# DOCUMENT SEGMENT
Gene Duplication Contributes to Genome Evolution

KEY CONCEPT
-Duplicated genes can diverge to generate different genes, or one copy might become an inactive pseudogene.
Exons act as modules for building genes that are tried out in the course of evolution in various combinations . At one extreme, an individual exon from one gene might be copied and used in another gene. At the other extreme, an entire gene, including both exons and introns, might be duplicated. In such a case, mutations can accumulate in one copy without elimination by natural selection as long as the other copy is under selection to remain functional. The selectively neutral copy might then evolve to a new function, become expressed at a different time or in a different cell type from the first copy, or become a nonfunctional pseudogene.
FIGURE 1. summarizes the present view of the rates at which these processes occur. There is about a 1% probability that a particular gene will be included in a duplication in a period of 1 million years. After the gene has duplicated, differences evolve as the result of the occurrence of different mutations in each copy. These accumulate at a rate of about 0.1% per million years.

FIGURE 1. After a globin gene has been duplicated, differences can accumulate between the copies. The genes can acquire different functions or one of the copies may become a nonfunctional pseudogene.
Unless the gene encodes a product that is required in high concentration in the cell, the organism is not likely to need to retain two identical copies of the gene. As differences evolve between the duplicated genes, one of two types of event is likely to occur:
- Both of the gene copies remain necessary. This can happen either because the differences between them generate proteins with different functions, or because they are expressed specifically at different times or in different cell types.

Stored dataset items

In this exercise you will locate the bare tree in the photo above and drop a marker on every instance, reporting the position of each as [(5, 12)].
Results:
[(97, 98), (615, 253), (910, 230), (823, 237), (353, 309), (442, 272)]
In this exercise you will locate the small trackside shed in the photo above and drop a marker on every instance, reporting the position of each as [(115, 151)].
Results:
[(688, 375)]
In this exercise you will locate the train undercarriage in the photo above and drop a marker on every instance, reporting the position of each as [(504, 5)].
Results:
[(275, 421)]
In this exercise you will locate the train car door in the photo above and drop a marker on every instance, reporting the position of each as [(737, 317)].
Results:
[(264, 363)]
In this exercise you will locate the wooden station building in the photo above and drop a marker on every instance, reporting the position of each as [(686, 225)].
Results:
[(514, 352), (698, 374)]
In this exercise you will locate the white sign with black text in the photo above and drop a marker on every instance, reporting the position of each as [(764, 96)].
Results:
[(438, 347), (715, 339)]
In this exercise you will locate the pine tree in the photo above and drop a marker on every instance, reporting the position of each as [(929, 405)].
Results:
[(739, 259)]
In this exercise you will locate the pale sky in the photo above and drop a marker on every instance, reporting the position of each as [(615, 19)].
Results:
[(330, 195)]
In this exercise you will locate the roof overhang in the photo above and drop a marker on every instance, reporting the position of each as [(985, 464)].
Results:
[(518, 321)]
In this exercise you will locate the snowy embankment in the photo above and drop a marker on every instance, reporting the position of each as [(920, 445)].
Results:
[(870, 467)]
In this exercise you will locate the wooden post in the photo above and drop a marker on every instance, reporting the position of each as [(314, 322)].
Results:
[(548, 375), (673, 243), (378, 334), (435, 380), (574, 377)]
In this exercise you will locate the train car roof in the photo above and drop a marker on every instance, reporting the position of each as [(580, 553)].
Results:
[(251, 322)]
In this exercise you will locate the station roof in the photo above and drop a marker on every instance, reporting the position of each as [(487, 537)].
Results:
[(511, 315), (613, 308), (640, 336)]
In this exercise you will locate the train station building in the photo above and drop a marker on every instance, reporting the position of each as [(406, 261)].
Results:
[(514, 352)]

# BRIEF A
According to the gene duplication passage, at what rate do differences between duplicated gene copies accumulate?
# BRIEF B
Reproduce the gene duplication passage word for word, starting at "FIGURE 1. summarizes" and ending at "may become a nonfunctional pseudogene.".

# REPLY A
About 0.1% per million years.

# REPLY B
FIGURE 1. summarizes the present view of the rates at which these processes occur. There is about a 1% probability that a particular gene will be included in a duplication in a period of 1 million years. After the gene has duplicated, differences evolve as the result of the occurrence of different mutations in each copy. These accumulate at a rate of about 0.1% per million years.

FIGURE 1. After a globin gene has been duplicated, differences can accumulate between the copies. The genes can acquire different functions or one of the copies may become a nonfunctional pseudogene.